### Records provided

--------------------------------------------------

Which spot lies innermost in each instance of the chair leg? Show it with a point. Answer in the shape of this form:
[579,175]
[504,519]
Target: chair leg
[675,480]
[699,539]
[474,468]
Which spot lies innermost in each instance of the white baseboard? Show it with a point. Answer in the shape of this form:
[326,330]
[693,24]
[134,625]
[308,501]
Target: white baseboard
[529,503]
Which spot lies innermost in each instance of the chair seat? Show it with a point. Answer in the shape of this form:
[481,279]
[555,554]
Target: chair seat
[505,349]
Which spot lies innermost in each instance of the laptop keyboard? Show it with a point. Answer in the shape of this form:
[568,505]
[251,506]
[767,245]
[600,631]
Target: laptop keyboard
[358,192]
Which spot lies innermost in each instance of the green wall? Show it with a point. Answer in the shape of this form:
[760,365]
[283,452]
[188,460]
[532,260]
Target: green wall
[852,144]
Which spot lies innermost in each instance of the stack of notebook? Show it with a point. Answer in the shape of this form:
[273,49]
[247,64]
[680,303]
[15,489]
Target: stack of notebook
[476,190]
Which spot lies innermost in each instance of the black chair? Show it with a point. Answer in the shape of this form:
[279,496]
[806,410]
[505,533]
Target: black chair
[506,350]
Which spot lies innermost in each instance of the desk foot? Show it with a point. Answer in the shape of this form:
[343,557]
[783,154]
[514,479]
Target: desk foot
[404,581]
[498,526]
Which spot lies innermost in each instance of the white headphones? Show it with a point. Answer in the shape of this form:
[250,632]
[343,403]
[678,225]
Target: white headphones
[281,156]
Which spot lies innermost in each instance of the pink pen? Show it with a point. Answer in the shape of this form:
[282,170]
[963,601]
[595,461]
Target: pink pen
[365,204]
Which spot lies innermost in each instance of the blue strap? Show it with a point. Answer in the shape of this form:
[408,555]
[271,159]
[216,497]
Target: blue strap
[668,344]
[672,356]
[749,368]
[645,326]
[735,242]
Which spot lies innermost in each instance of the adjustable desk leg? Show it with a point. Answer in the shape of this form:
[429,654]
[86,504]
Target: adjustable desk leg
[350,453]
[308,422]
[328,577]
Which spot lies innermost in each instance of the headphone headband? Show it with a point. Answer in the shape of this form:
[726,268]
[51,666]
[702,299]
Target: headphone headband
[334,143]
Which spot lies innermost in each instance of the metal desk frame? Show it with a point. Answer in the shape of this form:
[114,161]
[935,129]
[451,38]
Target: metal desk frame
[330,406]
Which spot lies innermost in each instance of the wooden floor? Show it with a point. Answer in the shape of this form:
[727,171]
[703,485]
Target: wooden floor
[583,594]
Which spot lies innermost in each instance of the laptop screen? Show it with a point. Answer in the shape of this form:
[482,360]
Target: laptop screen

--------------------------------------------------

### Challenge
Copy out everything from the line "Which spot lies innermost in each instance of the laptop screen?" down to the end of the data, keeping each line exactly as it appears.

### Solution to this problem
Which spot lies innermost in each instance of the laptop screen? Show it with a point. Answer in the shape of this form:
[482,360]
Target: laptop screen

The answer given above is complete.